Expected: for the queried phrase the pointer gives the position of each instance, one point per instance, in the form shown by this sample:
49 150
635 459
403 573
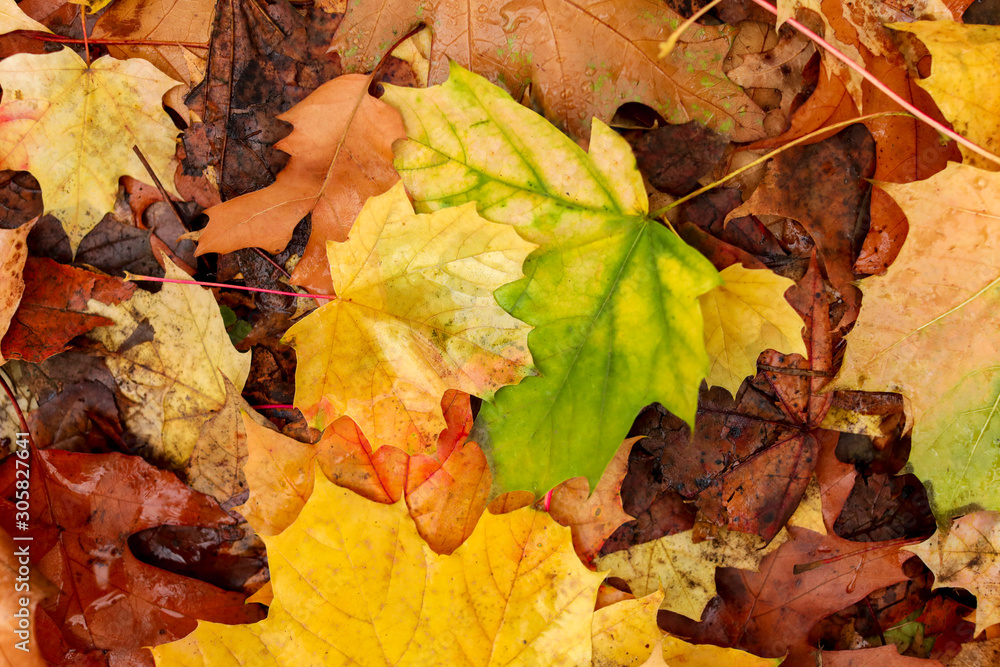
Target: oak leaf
964 60
744 316
341 154
13 18
73 127
907 149
684 569
184 22
967 555
415 316
554 46
353 583
13 254
853 29
610 292
110 605
929 329
770 612
54 309
170 356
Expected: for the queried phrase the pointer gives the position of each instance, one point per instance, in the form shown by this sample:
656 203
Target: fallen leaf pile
509 333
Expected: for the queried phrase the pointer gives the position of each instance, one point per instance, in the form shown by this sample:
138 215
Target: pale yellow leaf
415 317
622 631
170 355
965 66
73 127
744 316
354 584
685 570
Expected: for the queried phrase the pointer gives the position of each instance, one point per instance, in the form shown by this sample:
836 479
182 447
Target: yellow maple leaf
355 585
415 316
683 569
674 652
170 356
73 127
962 82
744 316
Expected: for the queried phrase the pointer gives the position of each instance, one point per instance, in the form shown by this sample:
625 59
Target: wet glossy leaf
22 591
13 254
609 292
770 613
109 604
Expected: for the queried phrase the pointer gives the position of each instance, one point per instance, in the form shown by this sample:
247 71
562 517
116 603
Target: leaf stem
668 46
17 408
902 541
86 42
60 39
764 158
138 278
870 78
159 186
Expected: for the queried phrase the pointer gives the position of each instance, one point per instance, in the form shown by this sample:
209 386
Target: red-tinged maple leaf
81 510
769 613
445 494
53 309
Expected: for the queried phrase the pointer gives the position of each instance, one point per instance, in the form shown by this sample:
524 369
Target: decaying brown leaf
341 154
581 59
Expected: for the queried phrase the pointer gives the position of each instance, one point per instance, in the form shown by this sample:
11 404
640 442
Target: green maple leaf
612 294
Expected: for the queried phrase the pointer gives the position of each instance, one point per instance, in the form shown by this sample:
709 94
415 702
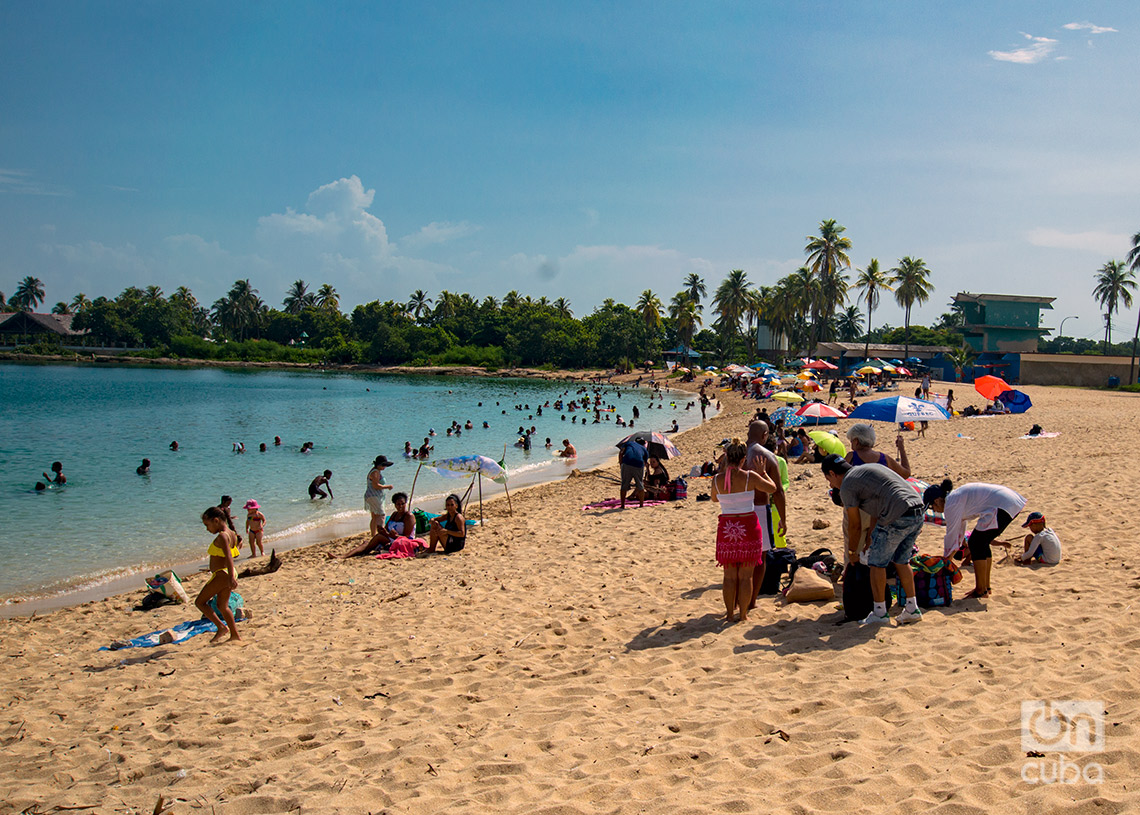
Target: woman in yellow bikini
222 573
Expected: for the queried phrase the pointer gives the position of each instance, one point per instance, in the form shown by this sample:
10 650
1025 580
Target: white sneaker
910 616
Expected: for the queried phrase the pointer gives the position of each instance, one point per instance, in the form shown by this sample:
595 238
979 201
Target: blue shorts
894 543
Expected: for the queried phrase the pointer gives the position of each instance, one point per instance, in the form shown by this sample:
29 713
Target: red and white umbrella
820 410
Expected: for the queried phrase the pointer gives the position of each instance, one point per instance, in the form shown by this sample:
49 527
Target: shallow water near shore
102 422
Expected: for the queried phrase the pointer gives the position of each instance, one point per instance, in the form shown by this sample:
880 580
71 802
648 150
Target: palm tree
912 285
731 301
827 255
79 303
1114 282
327 298
871 282
649 307
418 303
1133 258
694 286
29 294
298 298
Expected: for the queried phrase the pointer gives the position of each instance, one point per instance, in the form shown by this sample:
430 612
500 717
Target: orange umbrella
990 386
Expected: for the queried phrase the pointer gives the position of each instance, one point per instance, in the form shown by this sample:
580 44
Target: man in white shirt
994 506
1041 543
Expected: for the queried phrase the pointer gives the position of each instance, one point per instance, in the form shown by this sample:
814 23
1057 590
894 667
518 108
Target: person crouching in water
222 575
895 513
739 540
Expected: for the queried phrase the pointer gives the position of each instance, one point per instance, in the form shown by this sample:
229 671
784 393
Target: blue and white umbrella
900 409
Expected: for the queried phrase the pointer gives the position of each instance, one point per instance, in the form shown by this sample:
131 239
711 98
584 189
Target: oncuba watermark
1068 728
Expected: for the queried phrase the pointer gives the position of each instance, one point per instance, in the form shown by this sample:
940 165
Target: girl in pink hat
254 527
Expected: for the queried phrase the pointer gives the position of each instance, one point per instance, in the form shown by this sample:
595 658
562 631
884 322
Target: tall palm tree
649 307
731 301
912 285
871 282
298 298
1133 259
79 303
1115 284
29 294
327 298
694 286
827 257
418 304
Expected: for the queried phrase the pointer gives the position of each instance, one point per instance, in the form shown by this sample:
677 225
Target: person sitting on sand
739 540
657 479
222 575
315 486
254 527
450 529
400 523
57 474
896 515
993 505
1041 544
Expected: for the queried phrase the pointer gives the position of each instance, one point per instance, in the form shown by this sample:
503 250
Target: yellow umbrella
828 442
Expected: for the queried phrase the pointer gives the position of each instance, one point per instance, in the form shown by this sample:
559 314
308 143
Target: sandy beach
572 661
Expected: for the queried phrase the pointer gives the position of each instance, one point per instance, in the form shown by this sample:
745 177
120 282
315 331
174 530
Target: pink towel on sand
401 547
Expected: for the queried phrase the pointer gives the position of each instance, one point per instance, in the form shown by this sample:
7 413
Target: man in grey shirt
760 459
896 513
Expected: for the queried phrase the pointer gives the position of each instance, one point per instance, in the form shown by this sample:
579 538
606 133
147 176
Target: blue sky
584 149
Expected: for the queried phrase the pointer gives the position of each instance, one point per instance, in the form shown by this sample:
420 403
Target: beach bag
169 585
807 586
778 563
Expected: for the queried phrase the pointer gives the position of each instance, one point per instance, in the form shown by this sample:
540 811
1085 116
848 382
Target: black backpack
776 563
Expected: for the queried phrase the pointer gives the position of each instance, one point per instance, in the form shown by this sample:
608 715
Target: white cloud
1097 242
1039 49
1090 27
438 233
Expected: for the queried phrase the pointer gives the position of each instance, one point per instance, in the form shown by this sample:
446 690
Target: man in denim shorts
896 519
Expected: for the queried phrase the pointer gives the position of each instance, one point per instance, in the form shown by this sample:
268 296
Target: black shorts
979 542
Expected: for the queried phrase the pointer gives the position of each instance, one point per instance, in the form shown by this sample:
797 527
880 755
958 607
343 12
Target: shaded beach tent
1017 401
658 443
821 410
990 386
828 442
900 409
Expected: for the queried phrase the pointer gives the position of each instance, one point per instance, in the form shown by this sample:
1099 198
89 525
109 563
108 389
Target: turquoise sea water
100 422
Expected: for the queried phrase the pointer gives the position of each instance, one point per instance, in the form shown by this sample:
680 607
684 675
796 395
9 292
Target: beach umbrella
1017 401
990 386
900 409
821 410
658 443
828 442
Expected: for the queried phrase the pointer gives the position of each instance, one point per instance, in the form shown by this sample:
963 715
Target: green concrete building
1002 323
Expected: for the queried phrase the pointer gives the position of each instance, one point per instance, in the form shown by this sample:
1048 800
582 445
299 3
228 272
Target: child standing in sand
254 527
222 575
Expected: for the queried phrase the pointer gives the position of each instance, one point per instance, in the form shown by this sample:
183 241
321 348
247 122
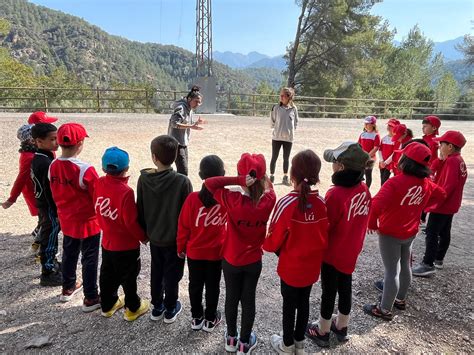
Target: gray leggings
396 260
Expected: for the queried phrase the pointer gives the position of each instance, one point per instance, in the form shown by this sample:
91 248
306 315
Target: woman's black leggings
276 145
240 286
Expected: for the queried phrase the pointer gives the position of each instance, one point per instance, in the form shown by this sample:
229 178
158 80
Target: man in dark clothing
161 193
44 135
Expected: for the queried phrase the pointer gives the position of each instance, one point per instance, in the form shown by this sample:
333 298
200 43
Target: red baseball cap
70 134
398 132
393 122
417 152
434 121
454 137
40 117
249 162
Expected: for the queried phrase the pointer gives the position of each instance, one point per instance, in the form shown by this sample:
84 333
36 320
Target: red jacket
451 175
369 140
72 182
386 151
433 145
246 223
397 207
114 204
348 214
23 184
201 230
299 237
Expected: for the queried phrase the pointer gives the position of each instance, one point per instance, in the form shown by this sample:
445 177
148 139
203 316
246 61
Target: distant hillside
46 39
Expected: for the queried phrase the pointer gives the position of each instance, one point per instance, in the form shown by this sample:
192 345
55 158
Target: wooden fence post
45 100
98 100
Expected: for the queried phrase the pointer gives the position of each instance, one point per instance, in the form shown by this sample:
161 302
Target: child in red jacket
387 147
395 216
247 215
298 234
369 139
348 204
201 232
114 204
451 174
72 183
23 183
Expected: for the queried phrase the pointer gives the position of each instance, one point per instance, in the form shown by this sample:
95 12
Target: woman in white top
284 121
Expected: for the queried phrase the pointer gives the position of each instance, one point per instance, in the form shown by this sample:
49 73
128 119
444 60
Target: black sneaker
341 334
379 285
209 325
157 313
314 333
172 315
375 311
246 348
197 323
53 278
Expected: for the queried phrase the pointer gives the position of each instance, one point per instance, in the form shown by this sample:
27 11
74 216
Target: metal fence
136 100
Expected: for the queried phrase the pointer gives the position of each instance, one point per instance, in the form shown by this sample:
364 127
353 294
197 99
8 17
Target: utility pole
204 73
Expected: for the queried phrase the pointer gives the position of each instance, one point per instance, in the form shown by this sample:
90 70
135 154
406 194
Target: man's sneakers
119 304
130 316
279 346
68 294
374 310
231 343
209 325
172 315
423 270
157 313
90 304
246 348
52 278
314 333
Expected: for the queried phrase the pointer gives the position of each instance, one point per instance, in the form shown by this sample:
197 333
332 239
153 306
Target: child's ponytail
305 168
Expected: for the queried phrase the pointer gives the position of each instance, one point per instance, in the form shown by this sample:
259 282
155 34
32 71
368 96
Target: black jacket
160 196
39 174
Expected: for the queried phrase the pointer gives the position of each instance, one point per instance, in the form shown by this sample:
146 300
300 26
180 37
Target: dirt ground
440 311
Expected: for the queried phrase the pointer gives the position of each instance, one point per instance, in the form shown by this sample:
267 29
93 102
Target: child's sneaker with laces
172 315
246 348
157 313
231 343
130 316
68 294
119 304
209 325
197 323
314 333
90 304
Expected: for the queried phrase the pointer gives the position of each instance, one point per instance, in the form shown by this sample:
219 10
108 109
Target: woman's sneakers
246 348
209 326
375 311
130 316
314 333
118 305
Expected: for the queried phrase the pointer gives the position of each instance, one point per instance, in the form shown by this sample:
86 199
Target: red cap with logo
454 137
70 134
398 132
434 121
40 117
393 122
252 162
417 152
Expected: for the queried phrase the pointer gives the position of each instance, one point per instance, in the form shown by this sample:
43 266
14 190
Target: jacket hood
158 181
━━━━
* Instructions to follow *
List each line of the rows above that contains the string "maple".

* Exercise output *
Target: yellow maple leaf
Target: red-tinged maple leaf
Target: green maple leaf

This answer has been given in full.